*TESTO DA LEGGERE:*
╭──

Non giudicare, punire o rimuovere

"Non scrivete sul mio caso, ma delle cose di cui ho scritto" scrive il giornalista serbo Miraslov Filipovic. "Spero che si arrivi ad un processo di ricerca della verità e al tentativo di riconciliazione attraverso il quale gli abitanti dei territori che hanno composto la Jugoslavia riflettano sulle guerre degli ultimi dieci anni e siano capaci di confessare i loro errori, i loro inganni, i loro misfatti".
"Finché si parlerà del mio "caso", le persone non faranno attenzione alle cose di cui ho scritto. Il mio imprigionamento sarà visto solo come una parte della battaglia per la libertà d'espressione sotto il vecchio regime - e il mio rilascio come una prova del successo di quello nuovo.
Celebreremo la nostra nuova vittoria ancora per molto tempo. Ma facendo così potremmo rimanere silenziosi proprio sui quelle cose che invece dovremmo discutere. E con questo silenzio potremmo dimostrare che il regime passato non era il solo problema dei cittadini della Serbia e della Jugoslavia".
Nel suo articolo, Filipovic dice "non sono un eroe, sono solo un giornalista locale di Kraljevo, nel sud della Serbia".
A me la parola eroe non piace, ma una cosa vorrei aggiungerla: ci vuole un enorme coraggio per un giornalista serbo per parlare ai suoi concittadini delle atrocità commesse da altri Serbi nelle guerra balcaniche. Molto più coraggio che non a scendere in piazza.
I cinque mesi di prigione non sono nulla, in confronto all'isolamento che rischia, fra la sua stessa gente, per chi cerca di aprire il vaso di Pandora.
Qua da noi non è ben chiaro che esiste, questo fenomeno: la rimozione, il rifiuto di vedere. Colpisce tutti i popoli coinvolti nei conflitti, ogni gruppo rifiuta di accettare che anche fra i suoi connazionali ci sono quelli che hanno commesso crimini orrendi. è uno shock psicologico terribile, dover accettare questa realtà. Tutti sono pronti a puntare il dito sui crimini degli altri, e a negare o minimizzare quelli degli appartenenti al proprio gruppo.

╰──

*ELENCO RIPORTATO:*

╭──

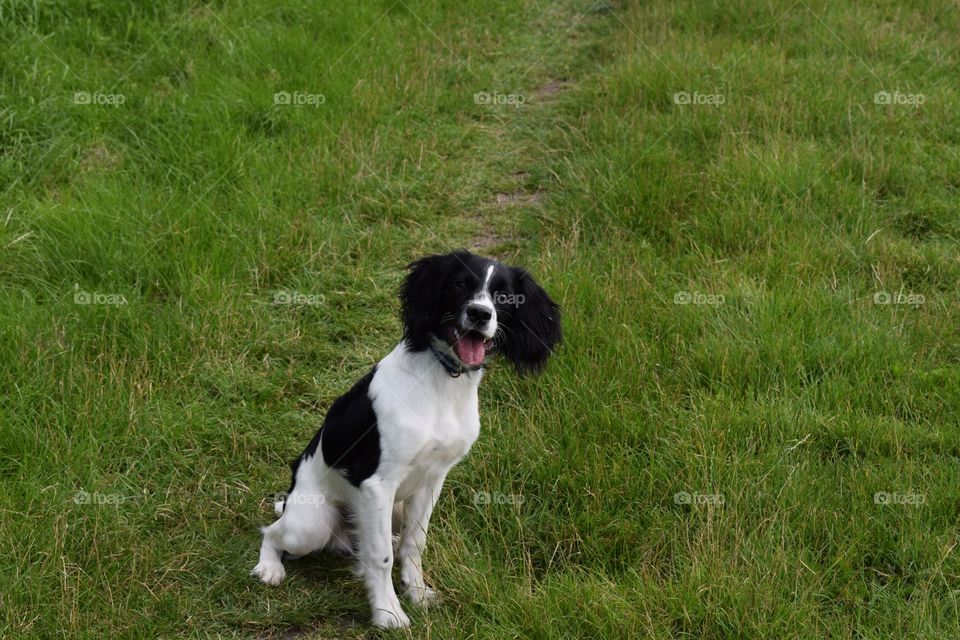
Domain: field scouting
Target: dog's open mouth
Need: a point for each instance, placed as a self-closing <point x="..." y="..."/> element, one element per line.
<point x="470" y="346"/>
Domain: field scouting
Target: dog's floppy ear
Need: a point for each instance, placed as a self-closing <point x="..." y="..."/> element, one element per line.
<point x="532" y="325"/>
<point x="420" y="298"/>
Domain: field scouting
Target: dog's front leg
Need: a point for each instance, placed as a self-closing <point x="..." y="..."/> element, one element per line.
<point x="373" y="517"/>
<point x="413" y="539"/>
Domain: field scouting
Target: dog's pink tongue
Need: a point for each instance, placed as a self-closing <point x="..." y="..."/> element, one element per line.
<point x="470" y="349"/>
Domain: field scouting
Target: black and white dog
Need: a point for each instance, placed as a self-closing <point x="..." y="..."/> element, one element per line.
<point x="380" y="458"/>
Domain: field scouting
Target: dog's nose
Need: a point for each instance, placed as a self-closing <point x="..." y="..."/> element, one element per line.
<point x="478" y="313"/>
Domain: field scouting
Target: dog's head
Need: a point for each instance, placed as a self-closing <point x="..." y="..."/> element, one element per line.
<point x="470" y="307"/>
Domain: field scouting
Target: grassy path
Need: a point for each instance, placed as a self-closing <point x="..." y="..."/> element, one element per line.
<point x="747" y="209"/>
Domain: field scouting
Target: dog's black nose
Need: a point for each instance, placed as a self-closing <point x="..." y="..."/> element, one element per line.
<point x="478" y="313"/>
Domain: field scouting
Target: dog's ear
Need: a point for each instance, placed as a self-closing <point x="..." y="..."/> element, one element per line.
<point x="532" y="325"/>
<point x="420" y="299"/>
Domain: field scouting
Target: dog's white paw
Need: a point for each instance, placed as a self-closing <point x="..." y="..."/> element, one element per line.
<point x="390" y="619"/>
<point x="271" y="573"/>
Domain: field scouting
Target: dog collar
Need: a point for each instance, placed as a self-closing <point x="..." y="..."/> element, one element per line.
<point x="452" y="365"/>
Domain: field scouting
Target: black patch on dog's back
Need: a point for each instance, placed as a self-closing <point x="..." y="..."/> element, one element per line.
<point x="349" y="439"/>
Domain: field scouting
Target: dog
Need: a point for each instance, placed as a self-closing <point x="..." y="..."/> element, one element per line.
<point x="378" y="463"/>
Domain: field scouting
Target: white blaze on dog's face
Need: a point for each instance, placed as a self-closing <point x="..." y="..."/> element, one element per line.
<point x="474" y="306"/>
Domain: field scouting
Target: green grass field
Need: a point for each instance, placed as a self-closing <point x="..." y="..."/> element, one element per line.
<point x="748" y="210"/>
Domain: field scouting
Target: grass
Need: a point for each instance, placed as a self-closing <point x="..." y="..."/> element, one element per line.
<point x="751" y="430"/>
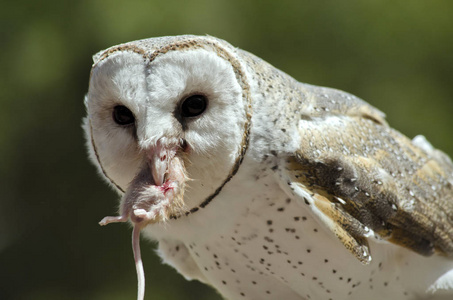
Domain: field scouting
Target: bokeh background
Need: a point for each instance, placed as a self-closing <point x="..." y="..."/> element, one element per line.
<point x="396" y="54"/>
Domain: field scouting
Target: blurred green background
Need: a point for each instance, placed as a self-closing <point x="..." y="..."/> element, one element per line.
<point x="397" y="55"/>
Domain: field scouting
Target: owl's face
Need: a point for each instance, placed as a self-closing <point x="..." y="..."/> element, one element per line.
<point x="180" y="115"/>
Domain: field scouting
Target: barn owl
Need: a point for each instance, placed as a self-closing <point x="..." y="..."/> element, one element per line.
<point x="264" y="187"/>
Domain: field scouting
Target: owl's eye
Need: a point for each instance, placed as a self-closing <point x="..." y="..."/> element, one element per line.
<point x="194" y="106"/>
<point x="122" y="115"/>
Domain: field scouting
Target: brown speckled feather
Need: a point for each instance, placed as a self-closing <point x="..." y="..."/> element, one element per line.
<point x="374" y="176"/>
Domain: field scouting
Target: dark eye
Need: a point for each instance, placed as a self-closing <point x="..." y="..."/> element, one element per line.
<point x="193" y="106"/>
<point x="122" y="115"/>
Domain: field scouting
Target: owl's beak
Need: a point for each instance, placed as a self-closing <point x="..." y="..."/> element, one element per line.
<point x="159" y="158"/>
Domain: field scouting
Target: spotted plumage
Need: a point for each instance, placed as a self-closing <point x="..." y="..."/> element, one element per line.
<point x="264" y="187"/>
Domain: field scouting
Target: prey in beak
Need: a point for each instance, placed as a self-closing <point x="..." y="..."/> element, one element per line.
<point x="155" y="193"/>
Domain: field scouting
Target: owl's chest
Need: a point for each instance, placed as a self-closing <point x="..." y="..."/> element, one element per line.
<point x="264" y="245"/>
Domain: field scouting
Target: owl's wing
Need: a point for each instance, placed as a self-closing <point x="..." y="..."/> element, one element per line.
<point x="361" y="178"/>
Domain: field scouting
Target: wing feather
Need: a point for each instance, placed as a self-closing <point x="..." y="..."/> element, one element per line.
<point x="402" y="191"/>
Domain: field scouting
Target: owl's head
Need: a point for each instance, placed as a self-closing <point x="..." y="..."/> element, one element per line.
<point x="160" y="111"/>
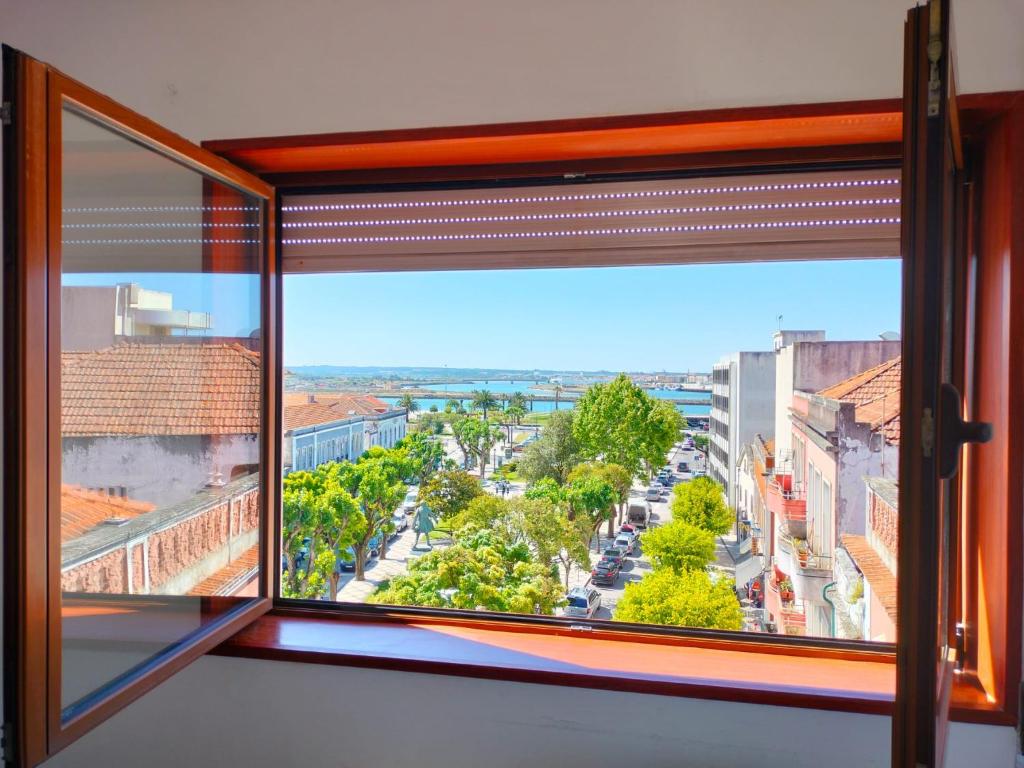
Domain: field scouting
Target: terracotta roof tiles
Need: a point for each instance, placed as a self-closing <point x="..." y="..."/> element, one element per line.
<point x="161" y="389"/>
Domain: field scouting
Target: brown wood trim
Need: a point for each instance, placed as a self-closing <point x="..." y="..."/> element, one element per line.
<point x="25" y="373"/>
<point x="154" y="134"/>
<point x="502" y="656"/>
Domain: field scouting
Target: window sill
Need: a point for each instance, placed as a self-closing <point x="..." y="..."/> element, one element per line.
<point x="557" y="656"/>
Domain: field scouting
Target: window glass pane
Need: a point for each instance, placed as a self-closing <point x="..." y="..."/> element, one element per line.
<point x="517" y="438"/>
<point x="161" y="404"/>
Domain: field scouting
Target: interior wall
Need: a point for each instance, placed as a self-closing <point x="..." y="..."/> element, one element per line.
<point x="235" y="68"/>
<point x="244" y="68"/>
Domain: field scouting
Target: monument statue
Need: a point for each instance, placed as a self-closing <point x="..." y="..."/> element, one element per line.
<point x="423" y="523"/>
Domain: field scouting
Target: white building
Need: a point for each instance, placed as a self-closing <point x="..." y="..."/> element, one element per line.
<point x="742" y="404"/>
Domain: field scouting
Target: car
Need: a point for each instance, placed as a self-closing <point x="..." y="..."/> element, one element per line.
<point x="605" y="573"/>
<point x="627" y="542"/>
<point x="410" y="503"/>
<point x="582" y="602"/>
<point x="614" y="554"/>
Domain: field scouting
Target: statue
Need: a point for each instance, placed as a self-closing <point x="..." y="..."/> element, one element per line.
<point x="423" y="523"/>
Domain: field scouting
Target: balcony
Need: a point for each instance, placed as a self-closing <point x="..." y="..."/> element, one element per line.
<point x="787" y="505"/>
<point x="810" y="572"/>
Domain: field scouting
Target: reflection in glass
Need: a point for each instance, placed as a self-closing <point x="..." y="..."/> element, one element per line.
<point x="161" y="402"/>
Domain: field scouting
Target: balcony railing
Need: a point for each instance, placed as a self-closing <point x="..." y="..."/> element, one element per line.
<point x="785" y="503"/>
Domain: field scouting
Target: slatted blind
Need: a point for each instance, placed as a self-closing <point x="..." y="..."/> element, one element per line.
<point x="842" y="214"/>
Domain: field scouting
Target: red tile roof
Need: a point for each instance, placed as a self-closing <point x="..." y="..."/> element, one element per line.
<point x="298" y="412"/>
<point x="82" y="510"/>
<point x="161" y="389"/>
<point x="876" y="572"/>
<point x="222" y="580"/>
<point x="876" y="392"/>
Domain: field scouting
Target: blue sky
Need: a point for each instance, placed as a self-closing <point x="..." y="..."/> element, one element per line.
<point x="617" y="318"/>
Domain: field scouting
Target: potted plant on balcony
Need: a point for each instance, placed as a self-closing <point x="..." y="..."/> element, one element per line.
<point x="803" y="552"/>
<point x="785" y="590"/>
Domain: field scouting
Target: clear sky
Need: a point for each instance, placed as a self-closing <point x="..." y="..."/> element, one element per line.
<point x="615" y="318"/>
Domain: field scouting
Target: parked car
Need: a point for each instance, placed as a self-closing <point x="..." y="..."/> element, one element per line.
<point x="614" y="554"/>
<point x="605" y="573"/>
<point x="627" y="542"/>
<point x="638" y="513"/>
<point x="582" y="602"/>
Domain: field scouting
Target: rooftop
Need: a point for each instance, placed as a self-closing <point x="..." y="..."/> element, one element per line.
<point x="876" y="392"/>
<point x="161" y="389"/>
<point x="876" y="572"/>
<point x="82" y="510"/>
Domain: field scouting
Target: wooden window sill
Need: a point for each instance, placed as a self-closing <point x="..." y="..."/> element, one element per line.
<point x="663" y="667"/>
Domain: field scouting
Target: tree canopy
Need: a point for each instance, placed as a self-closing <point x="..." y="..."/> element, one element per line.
<point x="482" y="569"/>
<point x="679" y="547"/>
<point x="621" y="424"/>
<point x="700" y="503"/>
<point x="691" y="598"/>
<point x="554" y="454"/>
<point x="450" y="492"/>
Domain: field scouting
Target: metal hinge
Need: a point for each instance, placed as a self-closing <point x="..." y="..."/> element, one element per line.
<point x="927" y="432"/>
<point x="934" y="54"/>
<point x="7" y="737"/>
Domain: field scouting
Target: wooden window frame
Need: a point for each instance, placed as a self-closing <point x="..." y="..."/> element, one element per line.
<point x="756" y="139"/>
<point x="32" y="399"/>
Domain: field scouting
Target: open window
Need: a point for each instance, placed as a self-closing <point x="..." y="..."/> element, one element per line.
<point x="139" y="359"/>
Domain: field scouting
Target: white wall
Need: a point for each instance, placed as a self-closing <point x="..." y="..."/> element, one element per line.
<point x="216" y="70"/>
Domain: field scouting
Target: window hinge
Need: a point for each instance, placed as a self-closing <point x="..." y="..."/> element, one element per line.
<point x="927" y="432"/>
<point x="7" y="738"/>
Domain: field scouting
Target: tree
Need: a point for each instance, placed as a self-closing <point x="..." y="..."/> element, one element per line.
<point x="481" y="569"/>
<point x="483" y="400"/>
<point x="450" y="492"/>
<point x="621" y="424"/>
<point x="476" y="437"/>
<point x="691" y="598"/>
<point x="554" y="453"/>
<point x="699" y="503"/>
<point x="321" y="519"/>
<point x="679" y="546"/>
<point x="614" y="475"/>
<point x="407" y="401"/>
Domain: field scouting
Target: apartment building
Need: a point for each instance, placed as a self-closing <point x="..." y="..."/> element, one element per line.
<point x="742" y="400"/>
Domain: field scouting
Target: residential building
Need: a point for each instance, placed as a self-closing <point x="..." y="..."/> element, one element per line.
<point x="742" y="403"/>
<point x="337" y="427"/>
<point x="104" y="314"/>
<point x="840" y="435"/>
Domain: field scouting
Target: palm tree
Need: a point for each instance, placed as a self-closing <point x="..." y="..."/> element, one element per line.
<point x="483" y="400"/>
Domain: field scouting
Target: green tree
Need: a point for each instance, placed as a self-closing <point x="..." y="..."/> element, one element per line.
<point x="700" y="503"/>
<point x="691" y="598"/>
<point x="483" y="400"/>
<point x="378" y="480"/>
<point x="409" y="402"/>
<point x="614" y="475"/>
<point x="621" y="424"/>
<point x="679" y="546"/>
<point x="481" y="569"/>
<point x="450" y="492"/>
<point x="554" y="453"/>
<point x="321" y="518"/>
<point x="475" y="437"/>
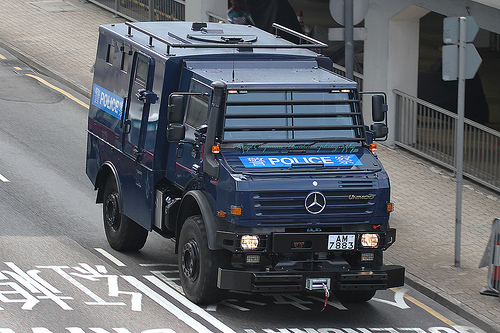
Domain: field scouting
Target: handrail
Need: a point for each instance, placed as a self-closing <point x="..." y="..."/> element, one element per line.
<point x="183" y="43"/>
<point x="315" y="43"/>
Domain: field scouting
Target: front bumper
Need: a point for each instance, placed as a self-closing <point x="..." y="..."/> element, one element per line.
<point x="295" y="281"/>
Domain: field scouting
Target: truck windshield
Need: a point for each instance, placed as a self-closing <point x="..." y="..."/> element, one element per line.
<point x="292" y="116"/>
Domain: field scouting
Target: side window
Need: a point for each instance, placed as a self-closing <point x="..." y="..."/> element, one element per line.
<point x="197" y="111"/>
<point x="110" y="54"/>
<point x="125" y="60"/>
<point x="141" y="72"/>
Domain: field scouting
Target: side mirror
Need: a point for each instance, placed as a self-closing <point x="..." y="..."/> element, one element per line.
<point x="176" y="107"/>
<point x="380" y="130"/>
<point x="379" y="108"/>
<point x="176" y="132"/>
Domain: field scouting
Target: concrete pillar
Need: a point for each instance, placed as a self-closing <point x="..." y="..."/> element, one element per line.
<point x="402" y="71"/>
<point x="391" y="53"/>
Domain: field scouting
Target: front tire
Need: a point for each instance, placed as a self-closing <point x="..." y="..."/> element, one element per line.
<point x="198" y="265"/>
<point x="122" y="233"/>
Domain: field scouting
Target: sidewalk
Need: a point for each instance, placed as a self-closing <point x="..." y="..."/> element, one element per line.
<point x="59" y="38"/>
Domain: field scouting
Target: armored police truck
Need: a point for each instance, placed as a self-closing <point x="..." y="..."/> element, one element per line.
<point x="247" y="151"/>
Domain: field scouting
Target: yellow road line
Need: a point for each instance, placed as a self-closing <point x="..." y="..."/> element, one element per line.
<point x="428" y="309"/>
<point x="65" y="93"/>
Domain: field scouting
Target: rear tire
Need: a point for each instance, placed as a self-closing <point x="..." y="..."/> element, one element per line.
<point x="354" y="296"/>
<point x="198" y="265"/>
<point x="122" y="233"/>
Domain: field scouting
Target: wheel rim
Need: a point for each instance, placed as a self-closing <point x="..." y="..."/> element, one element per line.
<point x="112" y="212"/>
<point x="191" y="260"/>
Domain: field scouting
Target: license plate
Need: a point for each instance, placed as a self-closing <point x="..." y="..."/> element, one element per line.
<point x="341" y="242"/>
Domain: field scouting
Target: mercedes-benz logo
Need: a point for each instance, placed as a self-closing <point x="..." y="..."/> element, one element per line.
<point x="315" y="202"/>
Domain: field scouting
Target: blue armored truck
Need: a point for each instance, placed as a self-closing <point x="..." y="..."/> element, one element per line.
<point x="247" y="151"/>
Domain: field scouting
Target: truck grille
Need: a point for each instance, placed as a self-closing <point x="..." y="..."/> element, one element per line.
<point x="352" y="199"/>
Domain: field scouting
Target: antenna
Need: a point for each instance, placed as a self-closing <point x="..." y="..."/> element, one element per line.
<point x="233" y="66"/>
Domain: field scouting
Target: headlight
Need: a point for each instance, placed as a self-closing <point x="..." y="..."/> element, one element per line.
<point x="249" y="242"/>
<point x="370" y="240"/>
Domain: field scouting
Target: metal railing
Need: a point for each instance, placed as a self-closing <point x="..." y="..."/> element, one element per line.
<point x="430" y="131"/>
<point x="146" y="10"/>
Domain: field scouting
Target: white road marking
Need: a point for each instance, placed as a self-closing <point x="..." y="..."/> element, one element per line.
<point x="163" y="302"/>
<point x="110" y="257"/>
<point x="193" y="307"/>
<point x="3" y="179"/>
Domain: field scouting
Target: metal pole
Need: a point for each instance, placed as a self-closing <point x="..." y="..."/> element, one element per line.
<point x="349" y="38"/>
<point x="151" y="10"/>
<point x="460" y="136"/>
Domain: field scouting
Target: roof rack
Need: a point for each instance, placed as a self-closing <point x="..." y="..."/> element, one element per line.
<point x="183" y="43"/>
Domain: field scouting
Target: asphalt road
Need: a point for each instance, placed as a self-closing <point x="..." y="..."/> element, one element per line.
<point x="58" y="274"/>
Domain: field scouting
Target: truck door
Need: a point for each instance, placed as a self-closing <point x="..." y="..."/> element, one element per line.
<point x="189" y="152"/>
<point x="136" y="169"/>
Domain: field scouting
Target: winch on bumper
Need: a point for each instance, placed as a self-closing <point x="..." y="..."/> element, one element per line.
<point x="296" y="281"/>
<point x="288" y="275"/>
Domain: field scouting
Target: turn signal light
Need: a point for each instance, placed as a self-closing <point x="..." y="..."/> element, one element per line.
<point x="370" y="240"/>
<point x="235" y="210"/>
<point x="249" y="242"/>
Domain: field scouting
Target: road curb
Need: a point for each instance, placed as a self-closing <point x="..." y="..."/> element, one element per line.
<point x="451" y="303"/>
<point x="44" y="69"/>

╰──

*CONSEGNA:*
In base al testo su Filipovic, spiega perché il giornalista chiede di non scrivere sul suo caso ma sulle cose di cui ha scritto.

*SOLUZIONE SVOLTA:*
Secondo Filipovic, finché si parlerà del suo "caso", le persone non faranno attenzione alle cose di cui ha scritto. La sua prigionia sarebbe vista solo come parte della battaglia per la libertà d'espressione sotto il vecchio regime, e il suo rilascio come prova del successo di quello nuovo. Celebrando questa vittoria si potrebbe restare in silenzio proprio su ciò che andrebbe discusso, dimostrando così che il regime passato non era il solo problema dei cittadini della Serbia e della Jugoslavia.